**Task objective**
Please print the lines of the records below word for word, from the line containing "Please drop a marker on the cloud layer" up to and including the final line of the records, and nothing else.

>>>

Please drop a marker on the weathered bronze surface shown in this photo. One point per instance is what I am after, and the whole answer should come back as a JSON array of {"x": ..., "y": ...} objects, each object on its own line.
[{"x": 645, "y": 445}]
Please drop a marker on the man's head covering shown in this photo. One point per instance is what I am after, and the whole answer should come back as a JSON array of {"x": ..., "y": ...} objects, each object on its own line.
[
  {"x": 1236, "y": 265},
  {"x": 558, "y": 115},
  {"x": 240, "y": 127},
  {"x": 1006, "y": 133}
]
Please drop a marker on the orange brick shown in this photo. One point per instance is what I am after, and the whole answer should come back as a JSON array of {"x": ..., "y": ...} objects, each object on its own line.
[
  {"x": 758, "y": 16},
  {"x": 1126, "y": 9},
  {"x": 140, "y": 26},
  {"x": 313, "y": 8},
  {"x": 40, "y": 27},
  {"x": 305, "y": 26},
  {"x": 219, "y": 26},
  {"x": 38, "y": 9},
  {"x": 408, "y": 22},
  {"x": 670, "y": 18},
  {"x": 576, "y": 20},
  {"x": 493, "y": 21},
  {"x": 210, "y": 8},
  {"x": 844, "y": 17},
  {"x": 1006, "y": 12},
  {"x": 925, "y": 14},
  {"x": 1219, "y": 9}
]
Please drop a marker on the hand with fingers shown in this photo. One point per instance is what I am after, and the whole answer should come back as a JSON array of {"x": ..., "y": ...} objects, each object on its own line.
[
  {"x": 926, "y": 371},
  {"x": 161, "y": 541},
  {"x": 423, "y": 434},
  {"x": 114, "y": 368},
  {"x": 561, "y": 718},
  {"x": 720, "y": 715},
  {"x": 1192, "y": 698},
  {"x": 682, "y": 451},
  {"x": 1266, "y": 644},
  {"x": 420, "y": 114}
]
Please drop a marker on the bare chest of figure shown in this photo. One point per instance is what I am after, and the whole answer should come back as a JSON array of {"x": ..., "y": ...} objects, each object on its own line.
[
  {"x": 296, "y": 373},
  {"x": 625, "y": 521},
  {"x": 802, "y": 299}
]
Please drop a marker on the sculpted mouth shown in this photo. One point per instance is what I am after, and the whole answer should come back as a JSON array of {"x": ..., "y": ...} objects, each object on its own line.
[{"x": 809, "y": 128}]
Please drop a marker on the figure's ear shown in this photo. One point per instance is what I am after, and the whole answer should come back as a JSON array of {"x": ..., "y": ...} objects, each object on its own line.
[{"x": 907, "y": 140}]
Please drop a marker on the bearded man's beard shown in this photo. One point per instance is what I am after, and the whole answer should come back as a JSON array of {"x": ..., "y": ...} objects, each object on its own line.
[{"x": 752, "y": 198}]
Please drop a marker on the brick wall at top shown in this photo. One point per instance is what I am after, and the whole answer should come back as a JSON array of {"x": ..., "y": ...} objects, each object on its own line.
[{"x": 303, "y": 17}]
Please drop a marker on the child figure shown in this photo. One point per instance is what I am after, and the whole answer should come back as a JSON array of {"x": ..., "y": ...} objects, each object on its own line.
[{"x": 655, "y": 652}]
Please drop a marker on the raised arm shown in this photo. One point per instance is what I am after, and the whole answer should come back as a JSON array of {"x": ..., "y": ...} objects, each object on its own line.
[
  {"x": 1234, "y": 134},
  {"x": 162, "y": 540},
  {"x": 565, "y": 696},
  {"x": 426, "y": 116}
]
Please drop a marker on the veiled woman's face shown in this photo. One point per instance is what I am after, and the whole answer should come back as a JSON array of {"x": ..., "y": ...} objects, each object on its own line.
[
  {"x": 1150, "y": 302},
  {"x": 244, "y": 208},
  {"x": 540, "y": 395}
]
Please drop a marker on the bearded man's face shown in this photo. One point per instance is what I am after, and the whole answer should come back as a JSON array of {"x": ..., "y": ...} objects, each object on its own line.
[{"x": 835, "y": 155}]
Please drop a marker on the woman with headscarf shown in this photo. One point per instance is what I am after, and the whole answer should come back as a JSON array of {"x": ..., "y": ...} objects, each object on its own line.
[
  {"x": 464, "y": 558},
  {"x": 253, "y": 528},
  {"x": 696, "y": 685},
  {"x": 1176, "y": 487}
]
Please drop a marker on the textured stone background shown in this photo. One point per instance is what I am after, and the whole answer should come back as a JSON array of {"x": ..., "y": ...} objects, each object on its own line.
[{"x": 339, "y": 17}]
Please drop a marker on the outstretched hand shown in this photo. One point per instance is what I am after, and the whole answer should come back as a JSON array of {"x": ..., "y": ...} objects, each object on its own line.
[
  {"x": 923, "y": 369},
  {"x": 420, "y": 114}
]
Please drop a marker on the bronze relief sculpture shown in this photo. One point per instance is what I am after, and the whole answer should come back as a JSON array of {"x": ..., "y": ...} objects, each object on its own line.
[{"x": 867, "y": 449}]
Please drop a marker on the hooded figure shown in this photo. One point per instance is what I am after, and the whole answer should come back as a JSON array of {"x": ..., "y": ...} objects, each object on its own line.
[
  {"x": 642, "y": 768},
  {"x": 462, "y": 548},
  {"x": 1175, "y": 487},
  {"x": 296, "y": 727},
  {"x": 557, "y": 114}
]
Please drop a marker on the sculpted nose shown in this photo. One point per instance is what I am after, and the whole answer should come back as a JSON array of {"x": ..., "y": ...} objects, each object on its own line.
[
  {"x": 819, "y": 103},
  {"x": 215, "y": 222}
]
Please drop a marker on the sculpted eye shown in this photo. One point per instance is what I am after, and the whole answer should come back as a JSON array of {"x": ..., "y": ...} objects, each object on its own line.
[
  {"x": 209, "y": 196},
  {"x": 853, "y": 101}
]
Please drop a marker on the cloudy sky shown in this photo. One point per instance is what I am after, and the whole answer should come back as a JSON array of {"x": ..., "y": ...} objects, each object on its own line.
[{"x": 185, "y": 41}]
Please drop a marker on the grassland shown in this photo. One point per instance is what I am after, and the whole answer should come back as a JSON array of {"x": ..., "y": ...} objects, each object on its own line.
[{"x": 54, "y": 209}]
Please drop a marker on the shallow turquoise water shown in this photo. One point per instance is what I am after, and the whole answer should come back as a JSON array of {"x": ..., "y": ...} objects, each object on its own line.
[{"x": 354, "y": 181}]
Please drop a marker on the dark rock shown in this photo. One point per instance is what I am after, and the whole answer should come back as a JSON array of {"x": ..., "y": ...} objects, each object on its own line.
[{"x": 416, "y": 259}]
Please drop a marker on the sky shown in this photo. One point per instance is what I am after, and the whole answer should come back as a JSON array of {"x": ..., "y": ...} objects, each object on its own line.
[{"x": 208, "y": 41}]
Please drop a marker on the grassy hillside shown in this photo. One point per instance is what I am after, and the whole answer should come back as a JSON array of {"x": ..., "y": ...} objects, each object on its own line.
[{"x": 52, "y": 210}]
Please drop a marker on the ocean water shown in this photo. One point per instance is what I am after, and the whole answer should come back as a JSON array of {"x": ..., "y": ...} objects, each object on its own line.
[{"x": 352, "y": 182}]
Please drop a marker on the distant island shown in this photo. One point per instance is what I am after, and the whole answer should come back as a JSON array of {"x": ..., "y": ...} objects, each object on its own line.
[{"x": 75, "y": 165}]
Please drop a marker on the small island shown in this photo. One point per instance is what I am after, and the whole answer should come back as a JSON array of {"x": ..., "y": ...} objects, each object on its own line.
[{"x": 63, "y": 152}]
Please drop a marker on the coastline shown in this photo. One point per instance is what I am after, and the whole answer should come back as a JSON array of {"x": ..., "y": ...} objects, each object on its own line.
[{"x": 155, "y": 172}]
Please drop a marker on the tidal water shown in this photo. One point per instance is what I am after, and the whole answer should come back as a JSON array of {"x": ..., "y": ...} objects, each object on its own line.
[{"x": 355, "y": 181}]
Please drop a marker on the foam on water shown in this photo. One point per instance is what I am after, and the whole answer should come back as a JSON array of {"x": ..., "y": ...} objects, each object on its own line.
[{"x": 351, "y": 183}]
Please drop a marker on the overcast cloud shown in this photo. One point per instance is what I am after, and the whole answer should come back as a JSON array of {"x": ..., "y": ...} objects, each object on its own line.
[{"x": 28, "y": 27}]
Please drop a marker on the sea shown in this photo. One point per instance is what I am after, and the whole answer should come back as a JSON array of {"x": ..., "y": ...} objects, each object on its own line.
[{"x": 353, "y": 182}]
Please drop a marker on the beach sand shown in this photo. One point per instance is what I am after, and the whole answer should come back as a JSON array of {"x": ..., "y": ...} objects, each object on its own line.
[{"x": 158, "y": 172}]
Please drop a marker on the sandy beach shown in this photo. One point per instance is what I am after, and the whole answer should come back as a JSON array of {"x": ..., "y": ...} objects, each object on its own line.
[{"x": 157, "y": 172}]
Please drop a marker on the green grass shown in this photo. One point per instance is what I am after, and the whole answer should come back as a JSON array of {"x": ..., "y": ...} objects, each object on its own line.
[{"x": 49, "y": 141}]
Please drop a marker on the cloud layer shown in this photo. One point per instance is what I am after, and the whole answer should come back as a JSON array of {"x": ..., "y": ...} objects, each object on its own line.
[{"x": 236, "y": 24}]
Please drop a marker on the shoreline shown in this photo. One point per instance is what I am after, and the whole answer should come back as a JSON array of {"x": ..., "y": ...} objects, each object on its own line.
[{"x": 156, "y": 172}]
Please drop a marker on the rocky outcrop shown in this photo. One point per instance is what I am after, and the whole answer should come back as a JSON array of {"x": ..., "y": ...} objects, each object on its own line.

<<<

**The output**
Please drop a marker on the cloud layer shown in this photo. One point per instance is what I am after, and the whole answer should come back as a JSON array of {"x": ..., "y": ...} objects, each object on its own line.
[{"x": 236, "y": 24}]
Please drop a marker on the shoreline shown in this photo. One point per instance is what I am after, and the whole answer should come back as a JSON array of {"x": ..., "y": ...} objects, each object on its own line.
[{"x": 156, "y": 172}]
Please drop a marker on the rocky outcrop shown in this photo. One point per instance is what I am after, and the whole answer should come back as a JSON array of {"x": ..., "y": ...} objects, each object on its own line.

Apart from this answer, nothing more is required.